→ Passage provided:
/---

Monday, September 3, 2012

oh yeah, i'll show you a bike load.

i will admit that riding a bicycle to costco sounds at best ill-advised, at worst, just plain stupid.  hourly zipcars litter every new condo complex in this land of newly built towers and car service van drivers loiter the exit doors of the warehouse behemoth like spiders ready to snare the vehicle-less brooklynites into their web of convenience.  

but i was only making the visit for one item.  one measly item!  a bike would do for one item, i told myself.  to this, you shake your head again and think me ridiculous to make the 8 mile bike ride with a shopping list that  contained only one item.  but when 50 tablets of that item cost $25 at rite-aid and 180 of them cost $11 at costco, i think you know where the starving artist is heading.  

the simple problem with costco is that it's impossible not be be bombarded with things you suddenly NEED to buy, even when you're wearing imaginary blinders against this likely pitfall.  the dirt cheap allergy medicine for jade was a no-brainer, and no problem.  same with the two and a half pound bag of coffee.  i had a canvas bag. 

but then IT caught my eye.  the necessary and completely stupid thing i told myself, rather, screamed  at myself that i HAD to have.  it was a plastic filing bin for $7.69.  only hours earlier i had contemplated making the ride to staples to pick up this very thing that i actually did need for more than double the price.  i had vetoed this earlier trip for the ridiculous reason that i had only just heard the night before of staples co-founder, Tom Stemberg, campaigning for Mitt Romney.  now i realize this is a ridiculous trap.  i understand that the chances that  the owner of costco isn't some evil denizen of the underworld are slim.  but having those words fresh in my mind, i could not, with a stable stomach, walk through the automatic doors into the super-chilled aisles of staples that day.  plus, how would i get the plastic bin home on my bike?

\---

→ Required actions:
a – Retype the stretch of the Costco blog post from "but i was only" through "a canvas bag.".
b – Answer these from the Costco blog post:
(i) How many miles was the bike ride?
(ii) What was the price of 50 tablets at rite-aid?
(iii) What did the plastic filing bin cost at costco?

→ Data extracts:
/---

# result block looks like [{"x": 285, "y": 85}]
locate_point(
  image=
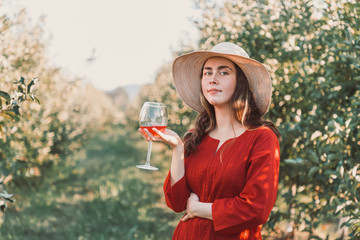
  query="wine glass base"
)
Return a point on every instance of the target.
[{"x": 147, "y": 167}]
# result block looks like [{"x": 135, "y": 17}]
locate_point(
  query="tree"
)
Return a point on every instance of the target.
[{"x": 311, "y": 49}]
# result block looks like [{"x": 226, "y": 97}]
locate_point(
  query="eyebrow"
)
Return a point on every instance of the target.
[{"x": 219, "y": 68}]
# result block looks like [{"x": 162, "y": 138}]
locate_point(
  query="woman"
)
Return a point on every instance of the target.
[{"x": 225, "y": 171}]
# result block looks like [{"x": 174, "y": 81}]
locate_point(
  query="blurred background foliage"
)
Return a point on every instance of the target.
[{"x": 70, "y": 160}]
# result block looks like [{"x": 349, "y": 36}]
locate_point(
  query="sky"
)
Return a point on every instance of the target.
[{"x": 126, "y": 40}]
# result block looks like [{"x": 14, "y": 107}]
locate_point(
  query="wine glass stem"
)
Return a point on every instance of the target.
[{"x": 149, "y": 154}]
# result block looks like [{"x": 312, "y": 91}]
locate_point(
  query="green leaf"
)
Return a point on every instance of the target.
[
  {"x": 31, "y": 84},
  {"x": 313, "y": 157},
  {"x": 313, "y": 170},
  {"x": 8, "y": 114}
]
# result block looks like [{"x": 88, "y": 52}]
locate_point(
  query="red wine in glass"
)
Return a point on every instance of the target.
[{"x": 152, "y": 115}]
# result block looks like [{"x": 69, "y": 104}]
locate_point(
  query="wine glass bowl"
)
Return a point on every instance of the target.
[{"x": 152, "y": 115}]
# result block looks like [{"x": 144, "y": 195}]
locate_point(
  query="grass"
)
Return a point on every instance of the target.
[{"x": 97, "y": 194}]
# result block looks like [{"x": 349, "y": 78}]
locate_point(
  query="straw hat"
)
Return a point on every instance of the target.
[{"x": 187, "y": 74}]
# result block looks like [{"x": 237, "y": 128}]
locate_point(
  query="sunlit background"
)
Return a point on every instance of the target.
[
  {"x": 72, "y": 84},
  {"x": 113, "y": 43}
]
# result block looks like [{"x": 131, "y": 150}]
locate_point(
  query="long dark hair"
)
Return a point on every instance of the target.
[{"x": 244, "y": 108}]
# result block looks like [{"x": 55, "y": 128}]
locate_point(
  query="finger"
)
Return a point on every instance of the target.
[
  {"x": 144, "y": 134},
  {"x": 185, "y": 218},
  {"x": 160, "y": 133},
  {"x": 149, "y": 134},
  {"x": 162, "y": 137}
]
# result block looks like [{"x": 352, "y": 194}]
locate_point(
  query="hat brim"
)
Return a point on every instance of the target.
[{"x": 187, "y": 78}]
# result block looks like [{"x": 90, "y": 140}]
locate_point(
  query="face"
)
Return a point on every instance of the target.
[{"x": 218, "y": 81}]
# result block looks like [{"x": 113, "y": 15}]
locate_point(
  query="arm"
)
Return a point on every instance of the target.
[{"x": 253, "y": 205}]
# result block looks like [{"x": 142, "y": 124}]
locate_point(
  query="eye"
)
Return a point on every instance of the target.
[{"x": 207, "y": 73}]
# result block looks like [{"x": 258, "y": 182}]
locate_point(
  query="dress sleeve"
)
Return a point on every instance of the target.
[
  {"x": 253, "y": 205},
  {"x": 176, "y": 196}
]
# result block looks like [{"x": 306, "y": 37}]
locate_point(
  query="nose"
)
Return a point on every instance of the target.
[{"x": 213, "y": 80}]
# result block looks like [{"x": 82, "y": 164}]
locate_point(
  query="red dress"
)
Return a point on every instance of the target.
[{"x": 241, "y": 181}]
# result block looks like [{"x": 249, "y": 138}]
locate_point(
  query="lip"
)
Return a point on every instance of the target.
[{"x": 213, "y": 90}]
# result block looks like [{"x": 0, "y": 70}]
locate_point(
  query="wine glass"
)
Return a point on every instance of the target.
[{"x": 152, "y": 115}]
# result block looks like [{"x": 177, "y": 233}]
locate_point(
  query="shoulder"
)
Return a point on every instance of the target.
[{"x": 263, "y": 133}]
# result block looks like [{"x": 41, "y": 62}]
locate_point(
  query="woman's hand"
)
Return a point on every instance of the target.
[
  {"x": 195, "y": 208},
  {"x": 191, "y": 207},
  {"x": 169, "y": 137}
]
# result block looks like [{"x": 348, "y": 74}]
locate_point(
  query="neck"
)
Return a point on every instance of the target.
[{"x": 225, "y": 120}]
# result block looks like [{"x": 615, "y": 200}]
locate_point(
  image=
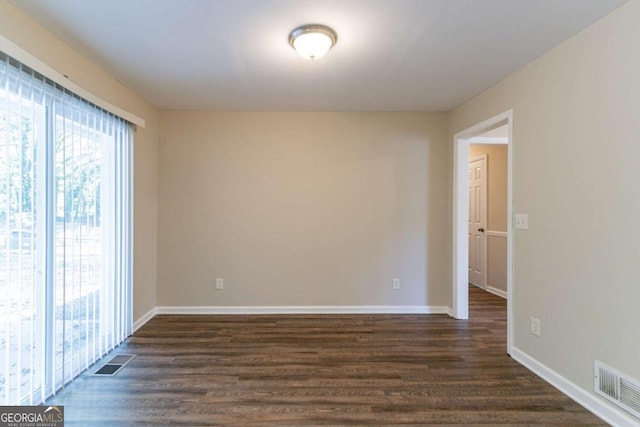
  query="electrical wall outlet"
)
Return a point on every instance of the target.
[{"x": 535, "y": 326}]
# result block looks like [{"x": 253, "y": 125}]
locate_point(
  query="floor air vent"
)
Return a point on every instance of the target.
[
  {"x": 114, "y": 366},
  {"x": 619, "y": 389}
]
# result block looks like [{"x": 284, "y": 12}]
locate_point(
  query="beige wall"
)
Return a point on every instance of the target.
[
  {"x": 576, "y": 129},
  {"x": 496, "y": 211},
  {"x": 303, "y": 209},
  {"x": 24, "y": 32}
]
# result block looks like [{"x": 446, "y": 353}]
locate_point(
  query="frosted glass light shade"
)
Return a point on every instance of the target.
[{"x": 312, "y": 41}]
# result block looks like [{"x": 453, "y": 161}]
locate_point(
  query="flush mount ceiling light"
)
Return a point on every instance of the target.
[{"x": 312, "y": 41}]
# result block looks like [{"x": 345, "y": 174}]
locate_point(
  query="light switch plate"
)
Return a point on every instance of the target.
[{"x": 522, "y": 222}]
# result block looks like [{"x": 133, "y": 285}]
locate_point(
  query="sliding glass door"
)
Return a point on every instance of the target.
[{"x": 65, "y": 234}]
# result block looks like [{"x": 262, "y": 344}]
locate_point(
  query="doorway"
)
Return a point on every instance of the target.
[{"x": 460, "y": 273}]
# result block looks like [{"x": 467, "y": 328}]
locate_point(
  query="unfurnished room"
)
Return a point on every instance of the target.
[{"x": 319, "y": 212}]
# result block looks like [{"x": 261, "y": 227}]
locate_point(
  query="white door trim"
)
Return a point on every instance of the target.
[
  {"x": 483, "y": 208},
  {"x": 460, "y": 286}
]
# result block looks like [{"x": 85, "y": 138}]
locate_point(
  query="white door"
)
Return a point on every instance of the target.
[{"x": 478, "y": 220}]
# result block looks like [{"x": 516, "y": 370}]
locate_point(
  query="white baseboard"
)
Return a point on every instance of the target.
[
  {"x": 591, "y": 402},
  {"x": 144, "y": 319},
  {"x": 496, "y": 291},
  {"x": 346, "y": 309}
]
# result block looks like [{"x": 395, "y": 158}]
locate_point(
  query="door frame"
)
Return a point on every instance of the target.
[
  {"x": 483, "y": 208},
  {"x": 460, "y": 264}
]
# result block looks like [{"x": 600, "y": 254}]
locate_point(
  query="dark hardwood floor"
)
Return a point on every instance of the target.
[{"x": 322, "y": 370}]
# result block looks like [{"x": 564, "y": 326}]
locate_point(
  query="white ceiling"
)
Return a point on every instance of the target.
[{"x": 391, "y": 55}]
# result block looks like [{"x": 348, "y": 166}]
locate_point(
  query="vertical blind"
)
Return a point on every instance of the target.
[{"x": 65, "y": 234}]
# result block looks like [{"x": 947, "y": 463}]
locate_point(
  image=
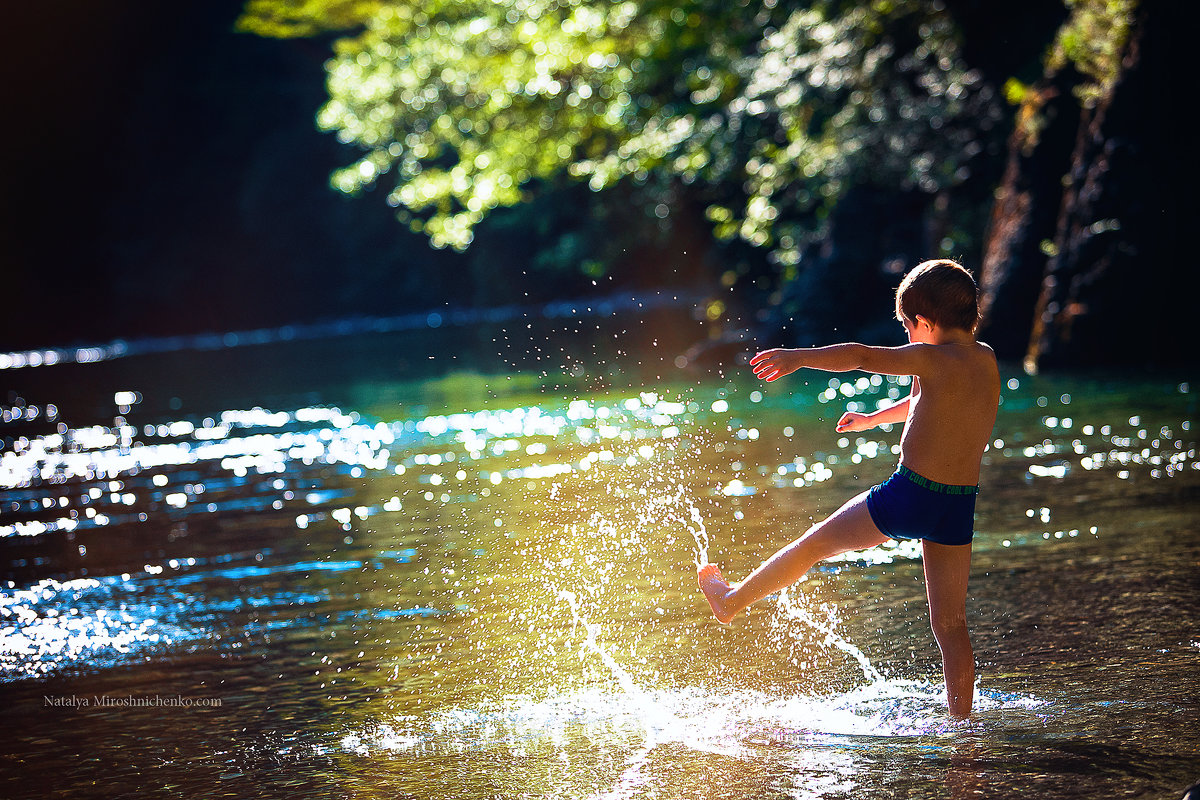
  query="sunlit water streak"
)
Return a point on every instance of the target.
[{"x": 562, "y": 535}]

\---
/---

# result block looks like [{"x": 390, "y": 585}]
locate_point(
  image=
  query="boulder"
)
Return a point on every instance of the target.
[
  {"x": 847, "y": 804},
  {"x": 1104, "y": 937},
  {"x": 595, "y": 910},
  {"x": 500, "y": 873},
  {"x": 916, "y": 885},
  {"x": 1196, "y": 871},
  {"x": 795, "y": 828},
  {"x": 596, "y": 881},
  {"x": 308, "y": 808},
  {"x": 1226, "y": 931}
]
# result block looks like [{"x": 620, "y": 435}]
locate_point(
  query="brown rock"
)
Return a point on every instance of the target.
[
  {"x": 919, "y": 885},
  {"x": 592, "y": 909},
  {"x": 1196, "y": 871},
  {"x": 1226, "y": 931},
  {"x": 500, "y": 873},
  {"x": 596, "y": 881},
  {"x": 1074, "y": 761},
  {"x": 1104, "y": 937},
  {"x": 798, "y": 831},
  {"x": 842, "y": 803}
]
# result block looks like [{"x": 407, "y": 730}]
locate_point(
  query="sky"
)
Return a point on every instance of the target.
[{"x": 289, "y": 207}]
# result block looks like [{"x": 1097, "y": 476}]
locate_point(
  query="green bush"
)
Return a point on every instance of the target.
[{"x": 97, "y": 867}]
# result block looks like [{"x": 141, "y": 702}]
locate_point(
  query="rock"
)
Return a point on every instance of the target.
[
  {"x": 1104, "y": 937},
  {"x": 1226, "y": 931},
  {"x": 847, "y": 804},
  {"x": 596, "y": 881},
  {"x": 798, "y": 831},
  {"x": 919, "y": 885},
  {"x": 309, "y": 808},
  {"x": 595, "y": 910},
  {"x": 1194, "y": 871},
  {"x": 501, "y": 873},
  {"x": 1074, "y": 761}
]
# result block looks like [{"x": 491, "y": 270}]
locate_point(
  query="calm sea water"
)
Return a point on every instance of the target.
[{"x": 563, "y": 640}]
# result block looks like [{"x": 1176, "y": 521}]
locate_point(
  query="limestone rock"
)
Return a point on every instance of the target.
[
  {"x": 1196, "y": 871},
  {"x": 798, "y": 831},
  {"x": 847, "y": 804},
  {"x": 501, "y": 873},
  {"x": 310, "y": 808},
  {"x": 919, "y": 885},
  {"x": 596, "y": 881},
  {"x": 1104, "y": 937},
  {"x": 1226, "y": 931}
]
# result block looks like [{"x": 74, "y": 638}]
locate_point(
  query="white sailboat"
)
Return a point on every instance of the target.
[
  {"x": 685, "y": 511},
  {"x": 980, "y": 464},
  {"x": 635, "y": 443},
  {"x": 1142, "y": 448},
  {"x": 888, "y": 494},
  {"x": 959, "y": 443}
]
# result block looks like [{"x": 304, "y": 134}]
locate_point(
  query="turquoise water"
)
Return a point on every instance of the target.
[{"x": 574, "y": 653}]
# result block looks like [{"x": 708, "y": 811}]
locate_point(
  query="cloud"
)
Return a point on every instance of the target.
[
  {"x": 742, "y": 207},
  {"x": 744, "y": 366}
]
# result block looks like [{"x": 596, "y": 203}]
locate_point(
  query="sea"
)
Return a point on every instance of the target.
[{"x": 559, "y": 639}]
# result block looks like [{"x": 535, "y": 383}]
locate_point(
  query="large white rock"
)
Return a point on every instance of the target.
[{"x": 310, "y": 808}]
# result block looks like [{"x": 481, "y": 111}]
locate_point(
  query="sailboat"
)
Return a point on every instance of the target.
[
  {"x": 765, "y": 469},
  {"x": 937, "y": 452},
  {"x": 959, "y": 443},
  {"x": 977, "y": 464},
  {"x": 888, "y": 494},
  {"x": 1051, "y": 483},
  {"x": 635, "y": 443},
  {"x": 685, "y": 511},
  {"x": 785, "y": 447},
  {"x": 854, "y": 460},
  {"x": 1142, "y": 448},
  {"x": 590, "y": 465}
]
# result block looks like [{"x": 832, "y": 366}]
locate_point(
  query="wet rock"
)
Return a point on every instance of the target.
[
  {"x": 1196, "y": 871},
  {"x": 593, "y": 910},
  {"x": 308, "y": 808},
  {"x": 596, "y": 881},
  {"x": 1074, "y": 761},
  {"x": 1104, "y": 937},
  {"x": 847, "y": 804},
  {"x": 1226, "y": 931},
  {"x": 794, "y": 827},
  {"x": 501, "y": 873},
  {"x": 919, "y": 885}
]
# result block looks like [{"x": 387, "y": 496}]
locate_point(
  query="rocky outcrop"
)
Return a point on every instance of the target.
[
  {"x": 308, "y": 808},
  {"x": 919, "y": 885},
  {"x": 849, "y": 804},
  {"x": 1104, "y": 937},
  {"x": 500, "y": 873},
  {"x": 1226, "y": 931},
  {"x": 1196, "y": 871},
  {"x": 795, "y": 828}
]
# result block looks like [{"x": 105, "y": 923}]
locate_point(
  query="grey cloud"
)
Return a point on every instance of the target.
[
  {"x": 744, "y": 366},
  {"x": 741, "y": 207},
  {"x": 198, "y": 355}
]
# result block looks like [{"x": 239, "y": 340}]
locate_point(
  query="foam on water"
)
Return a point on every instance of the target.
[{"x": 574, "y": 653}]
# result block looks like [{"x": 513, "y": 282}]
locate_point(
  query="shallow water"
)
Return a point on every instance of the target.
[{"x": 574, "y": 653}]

\---

→ Answers in order:
a –
but i was only making the visit for one item.  one measly item!  a bike would do for one item, i told myself.  to this, you shake your head again and think me ridiculous to make the 8 mile bike ride with a shopping list that  contained only one item.  but when 50 tablets of that item cost $25 at rite-aid and 180 of them cost $11 at costco, i think you know where the starving artist is heading.  

the simple problem with costco is that it's impossible not be be bombarded with things you suddenly NEED to buy, even when you're wearing imaginary blinders against this likely pitfall.  the dirt cheap allergy medicine for jade was a no-brainer, and no problem.  same with the two and a half pound bag of coffee.  i had a canvas bag.

b –
(i) 8 miles
(ii) $25
(iii) $7.69